Among the lines below, copy each one in which "image" appears.

_ _ _ _ _ _ _

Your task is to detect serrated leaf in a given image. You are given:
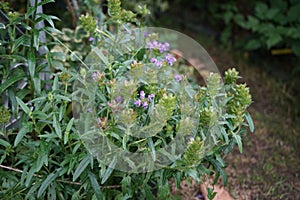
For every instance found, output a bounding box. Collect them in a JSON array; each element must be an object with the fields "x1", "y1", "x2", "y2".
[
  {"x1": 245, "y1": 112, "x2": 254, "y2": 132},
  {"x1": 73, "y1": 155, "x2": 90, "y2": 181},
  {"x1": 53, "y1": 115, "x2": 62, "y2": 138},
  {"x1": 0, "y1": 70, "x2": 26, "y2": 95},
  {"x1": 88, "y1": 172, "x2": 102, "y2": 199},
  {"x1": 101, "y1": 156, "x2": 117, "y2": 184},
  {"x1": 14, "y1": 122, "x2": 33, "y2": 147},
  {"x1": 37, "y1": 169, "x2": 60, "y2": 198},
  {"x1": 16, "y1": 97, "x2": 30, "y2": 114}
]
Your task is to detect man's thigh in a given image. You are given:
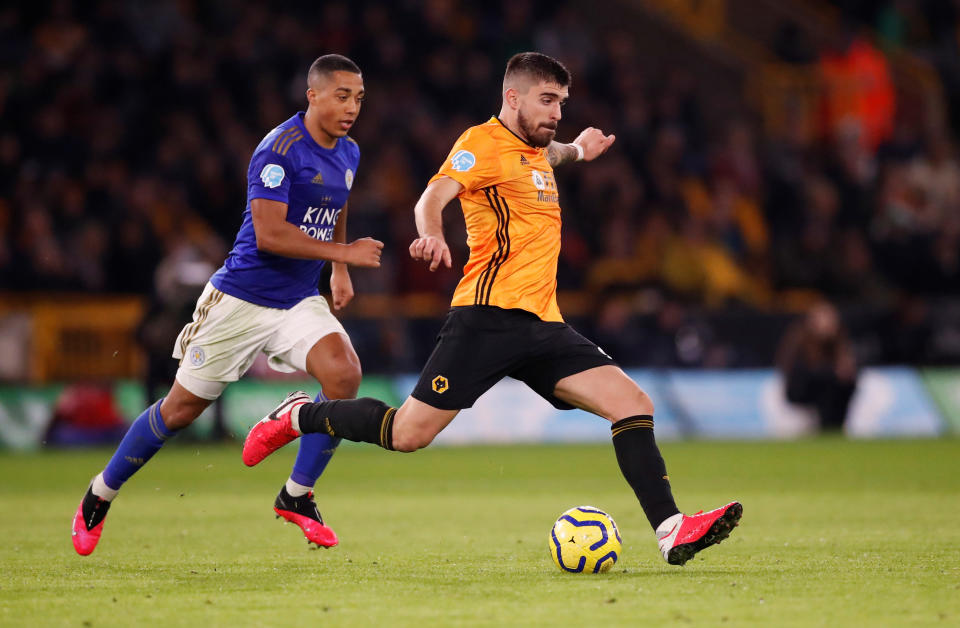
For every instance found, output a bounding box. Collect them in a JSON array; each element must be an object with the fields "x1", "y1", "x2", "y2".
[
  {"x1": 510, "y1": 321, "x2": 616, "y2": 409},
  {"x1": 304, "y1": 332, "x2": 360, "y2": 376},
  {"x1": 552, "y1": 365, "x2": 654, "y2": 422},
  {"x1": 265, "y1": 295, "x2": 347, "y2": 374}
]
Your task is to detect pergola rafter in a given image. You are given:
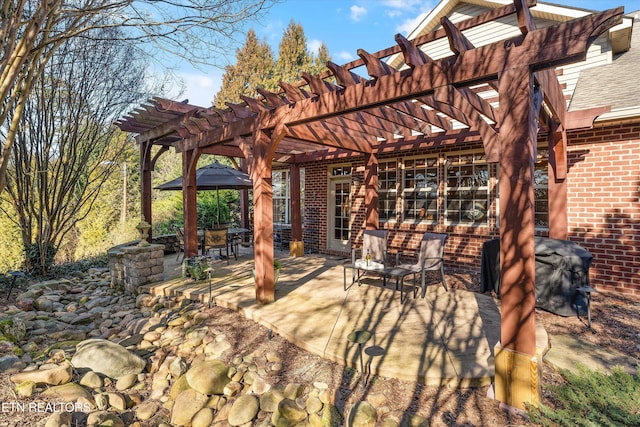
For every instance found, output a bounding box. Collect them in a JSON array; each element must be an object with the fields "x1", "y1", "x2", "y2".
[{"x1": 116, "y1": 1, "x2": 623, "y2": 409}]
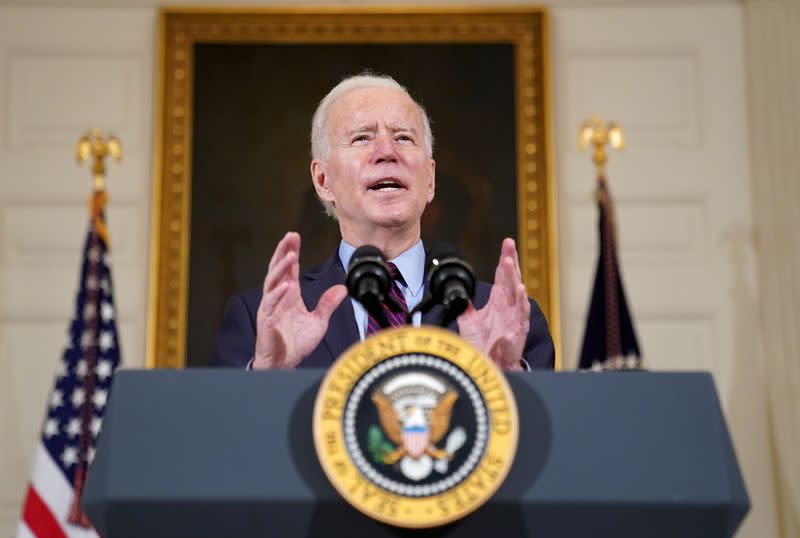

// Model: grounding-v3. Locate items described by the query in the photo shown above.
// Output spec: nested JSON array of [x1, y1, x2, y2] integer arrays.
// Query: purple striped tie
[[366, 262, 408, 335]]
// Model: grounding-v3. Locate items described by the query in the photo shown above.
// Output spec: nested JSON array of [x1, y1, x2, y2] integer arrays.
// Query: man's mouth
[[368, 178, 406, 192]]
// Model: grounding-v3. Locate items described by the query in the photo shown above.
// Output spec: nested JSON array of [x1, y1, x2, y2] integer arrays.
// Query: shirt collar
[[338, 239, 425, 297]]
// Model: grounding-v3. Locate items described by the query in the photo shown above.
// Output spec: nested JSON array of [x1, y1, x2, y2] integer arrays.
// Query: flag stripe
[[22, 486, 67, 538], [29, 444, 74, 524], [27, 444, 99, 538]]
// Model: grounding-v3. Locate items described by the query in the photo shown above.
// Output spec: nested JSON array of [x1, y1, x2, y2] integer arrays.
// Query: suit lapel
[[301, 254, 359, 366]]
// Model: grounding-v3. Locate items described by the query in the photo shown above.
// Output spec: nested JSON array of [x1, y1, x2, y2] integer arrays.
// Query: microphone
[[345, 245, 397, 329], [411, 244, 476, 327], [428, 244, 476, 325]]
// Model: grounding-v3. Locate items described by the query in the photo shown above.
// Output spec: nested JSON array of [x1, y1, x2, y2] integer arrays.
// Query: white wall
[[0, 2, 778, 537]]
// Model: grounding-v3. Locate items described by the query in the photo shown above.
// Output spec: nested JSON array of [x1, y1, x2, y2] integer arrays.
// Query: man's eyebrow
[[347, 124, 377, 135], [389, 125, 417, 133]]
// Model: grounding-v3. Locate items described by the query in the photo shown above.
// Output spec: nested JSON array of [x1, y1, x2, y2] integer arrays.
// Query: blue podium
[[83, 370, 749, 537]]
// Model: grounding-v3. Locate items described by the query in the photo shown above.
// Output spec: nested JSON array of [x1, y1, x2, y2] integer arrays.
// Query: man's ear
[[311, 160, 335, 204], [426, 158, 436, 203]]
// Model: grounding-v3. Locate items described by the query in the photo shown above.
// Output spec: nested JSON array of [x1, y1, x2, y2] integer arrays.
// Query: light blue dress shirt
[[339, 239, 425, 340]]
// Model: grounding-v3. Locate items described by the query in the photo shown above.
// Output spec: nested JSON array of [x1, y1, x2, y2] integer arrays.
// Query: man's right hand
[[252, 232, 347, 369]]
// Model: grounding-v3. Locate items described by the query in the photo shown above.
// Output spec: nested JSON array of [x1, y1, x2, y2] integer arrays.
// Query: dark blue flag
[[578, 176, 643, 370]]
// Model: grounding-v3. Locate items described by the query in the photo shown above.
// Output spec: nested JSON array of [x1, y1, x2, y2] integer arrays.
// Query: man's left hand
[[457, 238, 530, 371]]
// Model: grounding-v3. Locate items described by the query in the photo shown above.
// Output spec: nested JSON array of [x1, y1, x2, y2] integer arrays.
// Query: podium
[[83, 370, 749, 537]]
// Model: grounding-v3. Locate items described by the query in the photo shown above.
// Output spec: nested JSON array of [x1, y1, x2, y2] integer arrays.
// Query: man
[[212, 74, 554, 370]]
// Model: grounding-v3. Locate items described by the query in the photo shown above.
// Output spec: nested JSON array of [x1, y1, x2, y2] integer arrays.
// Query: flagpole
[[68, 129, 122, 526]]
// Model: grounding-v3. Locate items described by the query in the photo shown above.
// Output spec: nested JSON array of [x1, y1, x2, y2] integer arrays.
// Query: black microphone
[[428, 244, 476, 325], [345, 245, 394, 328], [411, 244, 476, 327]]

_ _ _ _ _ _ _

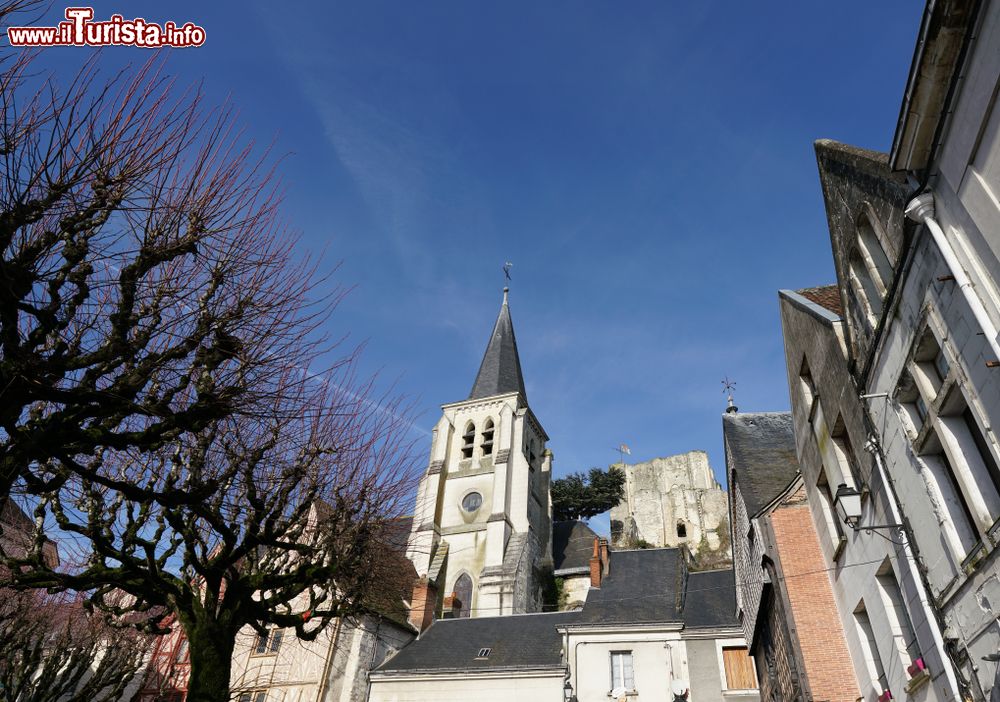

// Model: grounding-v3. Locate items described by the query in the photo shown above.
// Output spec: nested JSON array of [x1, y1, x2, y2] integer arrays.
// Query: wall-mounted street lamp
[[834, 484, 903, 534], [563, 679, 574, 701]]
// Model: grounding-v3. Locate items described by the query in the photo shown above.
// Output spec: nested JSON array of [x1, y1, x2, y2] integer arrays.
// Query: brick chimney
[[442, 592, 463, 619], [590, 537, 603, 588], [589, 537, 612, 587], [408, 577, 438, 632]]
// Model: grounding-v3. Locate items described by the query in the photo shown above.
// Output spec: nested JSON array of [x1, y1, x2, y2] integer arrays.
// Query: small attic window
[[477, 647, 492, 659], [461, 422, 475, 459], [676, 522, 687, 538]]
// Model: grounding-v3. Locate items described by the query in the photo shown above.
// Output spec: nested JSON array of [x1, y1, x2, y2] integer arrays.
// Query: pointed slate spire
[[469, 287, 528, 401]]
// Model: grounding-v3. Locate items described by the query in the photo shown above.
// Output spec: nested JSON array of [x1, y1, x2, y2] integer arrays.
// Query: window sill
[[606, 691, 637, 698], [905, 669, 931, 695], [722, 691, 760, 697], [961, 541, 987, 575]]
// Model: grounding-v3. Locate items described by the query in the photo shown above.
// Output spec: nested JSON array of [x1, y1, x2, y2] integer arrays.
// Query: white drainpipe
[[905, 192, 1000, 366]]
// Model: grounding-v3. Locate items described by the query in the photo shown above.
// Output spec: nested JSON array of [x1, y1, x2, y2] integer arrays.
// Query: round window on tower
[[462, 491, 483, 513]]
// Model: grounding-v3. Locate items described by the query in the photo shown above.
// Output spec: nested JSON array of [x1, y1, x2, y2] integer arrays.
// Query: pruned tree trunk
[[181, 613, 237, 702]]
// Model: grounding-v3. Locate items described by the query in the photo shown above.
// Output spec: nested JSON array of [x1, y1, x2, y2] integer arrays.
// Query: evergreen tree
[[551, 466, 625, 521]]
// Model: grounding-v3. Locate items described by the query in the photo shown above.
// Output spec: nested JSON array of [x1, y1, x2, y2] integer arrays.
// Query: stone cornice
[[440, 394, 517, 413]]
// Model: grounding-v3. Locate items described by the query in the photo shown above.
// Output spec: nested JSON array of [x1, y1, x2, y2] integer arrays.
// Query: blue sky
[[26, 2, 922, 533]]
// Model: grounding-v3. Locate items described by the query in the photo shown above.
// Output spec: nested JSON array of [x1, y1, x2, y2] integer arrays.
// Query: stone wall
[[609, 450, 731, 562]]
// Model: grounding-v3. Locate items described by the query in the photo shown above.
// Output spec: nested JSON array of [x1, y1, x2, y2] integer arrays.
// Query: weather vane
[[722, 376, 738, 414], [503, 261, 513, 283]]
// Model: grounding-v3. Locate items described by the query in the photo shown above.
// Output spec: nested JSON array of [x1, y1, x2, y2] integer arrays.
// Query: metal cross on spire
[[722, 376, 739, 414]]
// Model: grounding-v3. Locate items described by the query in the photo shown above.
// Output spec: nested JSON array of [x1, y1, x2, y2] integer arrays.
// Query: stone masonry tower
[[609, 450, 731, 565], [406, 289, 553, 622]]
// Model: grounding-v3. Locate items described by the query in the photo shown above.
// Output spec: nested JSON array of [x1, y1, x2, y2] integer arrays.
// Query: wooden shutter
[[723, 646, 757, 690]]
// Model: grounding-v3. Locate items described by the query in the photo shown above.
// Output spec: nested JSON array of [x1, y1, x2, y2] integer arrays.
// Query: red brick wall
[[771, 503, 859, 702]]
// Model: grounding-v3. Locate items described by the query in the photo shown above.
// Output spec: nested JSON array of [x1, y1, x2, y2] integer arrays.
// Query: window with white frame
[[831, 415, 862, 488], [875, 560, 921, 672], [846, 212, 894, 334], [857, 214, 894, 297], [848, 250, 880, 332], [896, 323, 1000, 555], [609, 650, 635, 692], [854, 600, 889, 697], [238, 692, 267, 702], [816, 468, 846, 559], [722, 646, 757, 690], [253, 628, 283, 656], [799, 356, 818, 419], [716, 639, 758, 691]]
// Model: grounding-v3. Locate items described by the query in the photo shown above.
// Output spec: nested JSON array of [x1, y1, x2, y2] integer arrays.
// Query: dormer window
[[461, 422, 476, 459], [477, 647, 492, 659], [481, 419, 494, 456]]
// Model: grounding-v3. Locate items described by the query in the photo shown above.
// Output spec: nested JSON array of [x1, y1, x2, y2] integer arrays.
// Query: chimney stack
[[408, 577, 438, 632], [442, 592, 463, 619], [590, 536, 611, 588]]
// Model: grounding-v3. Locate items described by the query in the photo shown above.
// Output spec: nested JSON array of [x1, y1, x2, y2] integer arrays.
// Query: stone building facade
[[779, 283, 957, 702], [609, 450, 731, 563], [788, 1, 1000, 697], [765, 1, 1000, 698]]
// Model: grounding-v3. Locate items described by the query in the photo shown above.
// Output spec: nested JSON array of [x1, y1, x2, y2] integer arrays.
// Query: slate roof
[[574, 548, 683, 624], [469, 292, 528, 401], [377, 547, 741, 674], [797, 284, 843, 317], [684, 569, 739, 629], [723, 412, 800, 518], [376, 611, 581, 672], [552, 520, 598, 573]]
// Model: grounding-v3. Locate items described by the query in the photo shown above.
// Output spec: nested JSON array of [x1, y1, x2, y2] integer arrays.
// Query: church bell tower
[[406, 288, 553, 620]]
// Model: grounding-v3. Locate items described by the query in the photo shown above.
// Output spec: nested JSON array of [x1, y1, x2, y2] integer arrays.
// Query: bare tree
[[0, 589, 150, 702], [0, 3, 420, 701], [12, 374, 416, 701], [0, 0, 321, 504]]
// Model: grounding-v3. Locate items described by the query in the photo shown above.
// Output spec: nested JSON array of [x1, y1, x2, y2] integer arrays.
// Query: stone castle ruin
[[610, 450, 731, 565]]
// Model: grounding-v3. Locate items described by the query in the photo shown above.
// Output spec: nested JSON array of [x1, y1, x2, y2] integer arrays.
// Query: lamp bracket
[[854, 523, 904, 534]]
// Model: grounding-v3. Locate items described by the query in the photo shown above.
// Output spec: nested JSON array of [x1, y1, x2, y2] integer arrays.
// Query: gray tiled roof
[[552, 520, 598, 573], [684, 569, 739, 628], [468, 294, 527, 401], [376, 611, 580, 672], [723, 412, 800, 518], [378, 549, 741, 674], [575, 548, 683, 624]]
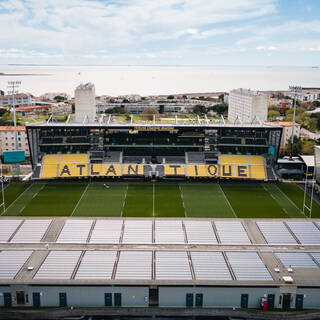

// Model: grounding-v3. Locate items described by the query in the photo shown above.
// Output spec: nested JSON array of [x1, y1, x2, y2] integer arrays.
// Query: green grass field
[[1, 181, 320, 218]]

_ _ _ _ _ _ _

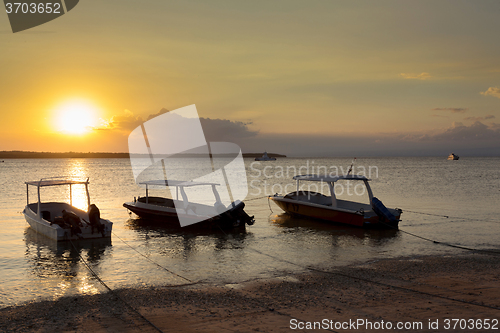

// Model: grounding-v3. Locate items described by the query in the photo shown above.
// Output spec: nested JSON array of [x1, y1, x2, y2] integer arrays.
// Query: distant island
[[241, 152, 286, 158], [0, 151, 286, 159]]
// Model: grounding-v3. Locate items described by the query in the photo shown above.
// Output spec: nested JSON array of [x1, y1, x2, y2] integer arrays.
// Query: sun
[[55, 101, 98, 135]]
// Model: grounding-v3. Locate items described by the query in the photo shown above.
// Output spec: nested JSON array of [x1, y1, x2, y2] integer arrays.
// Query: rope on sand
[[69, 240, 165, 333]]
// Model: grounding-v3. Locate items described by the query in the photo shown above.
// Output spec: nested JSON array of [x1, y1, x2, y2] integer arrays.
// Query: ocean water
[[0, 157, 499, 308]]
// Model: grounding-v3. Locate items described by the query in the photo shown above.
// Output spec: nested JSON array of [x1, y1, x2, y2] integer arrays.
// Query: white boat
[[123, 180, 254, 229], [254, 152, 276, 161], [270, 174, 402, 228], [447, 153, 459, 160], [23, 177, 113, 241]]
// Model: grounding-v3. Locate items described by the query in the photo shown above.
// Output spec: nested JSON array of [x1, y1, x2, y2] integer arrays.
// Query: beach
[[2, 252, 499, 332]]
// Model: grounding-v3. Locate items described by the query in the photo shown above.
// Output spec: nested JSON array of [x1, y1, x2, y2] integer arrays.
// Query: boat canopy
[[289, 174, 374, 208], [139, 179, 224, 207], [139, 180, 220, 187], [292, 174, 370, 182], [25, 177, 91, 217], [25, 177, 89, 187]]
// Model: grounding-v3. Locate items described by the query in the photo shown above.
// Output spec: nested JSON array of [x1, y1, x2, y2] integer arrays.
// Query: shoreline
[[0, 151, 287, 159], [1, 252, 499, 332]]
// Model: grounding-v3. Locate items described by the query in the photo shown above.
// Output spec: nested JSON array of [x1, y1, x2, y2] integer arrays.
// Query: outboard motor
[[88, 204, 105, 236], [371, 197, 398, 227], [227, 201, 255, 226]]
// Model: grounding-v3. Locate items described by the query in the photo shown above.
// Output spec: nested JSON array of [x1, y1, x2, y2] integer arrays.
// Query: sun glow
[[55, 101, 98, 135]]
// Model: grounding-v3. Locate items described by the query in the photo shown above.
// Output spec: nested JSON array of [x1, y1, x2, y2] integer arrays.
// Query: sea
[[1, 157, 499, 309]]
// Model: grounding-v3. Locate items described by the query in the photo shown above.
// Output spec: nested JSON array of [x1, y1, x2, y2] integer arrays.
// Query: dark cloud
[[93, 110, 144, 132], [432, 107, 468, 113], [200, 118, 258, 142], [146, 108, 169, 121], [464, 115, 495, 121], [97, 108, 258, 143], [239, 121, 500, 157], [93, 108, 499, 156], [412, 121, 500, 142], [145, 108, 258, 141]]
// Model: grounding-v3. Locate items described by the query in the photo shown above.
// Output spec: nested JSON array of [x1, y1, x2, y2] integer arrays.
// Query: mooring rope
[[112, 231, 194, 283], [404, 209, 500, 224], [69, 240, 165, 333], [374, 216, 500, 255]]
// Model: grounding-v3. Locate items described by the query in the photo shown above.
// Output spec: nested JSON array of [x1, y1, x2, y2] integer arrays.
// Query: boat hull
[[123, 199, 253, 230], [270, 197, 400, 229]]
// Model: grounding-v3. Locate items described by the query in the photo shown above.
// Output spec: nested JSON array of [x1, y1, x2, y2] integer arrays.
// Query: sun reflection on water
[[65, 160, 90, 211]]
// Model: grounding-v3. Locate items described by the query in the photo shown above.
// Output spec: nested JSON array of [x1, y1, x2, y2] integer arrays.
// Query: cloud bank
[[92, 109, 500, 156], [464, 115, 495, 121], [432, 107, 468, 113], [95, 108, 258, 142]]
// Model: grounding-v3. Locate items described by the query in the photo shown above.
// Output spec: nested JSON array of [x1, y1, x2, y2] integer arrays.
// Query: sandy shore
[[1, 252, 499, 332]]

_ _ _ _ _ _ _

=== RESPONSE TO THE EXERCISE ===
Your task is to detect serrated leaf in a given image. You are given:
Your task is to detect man's thigh in a given image. You are given:
Your task is to detect pergola rafter in a given image. You are given:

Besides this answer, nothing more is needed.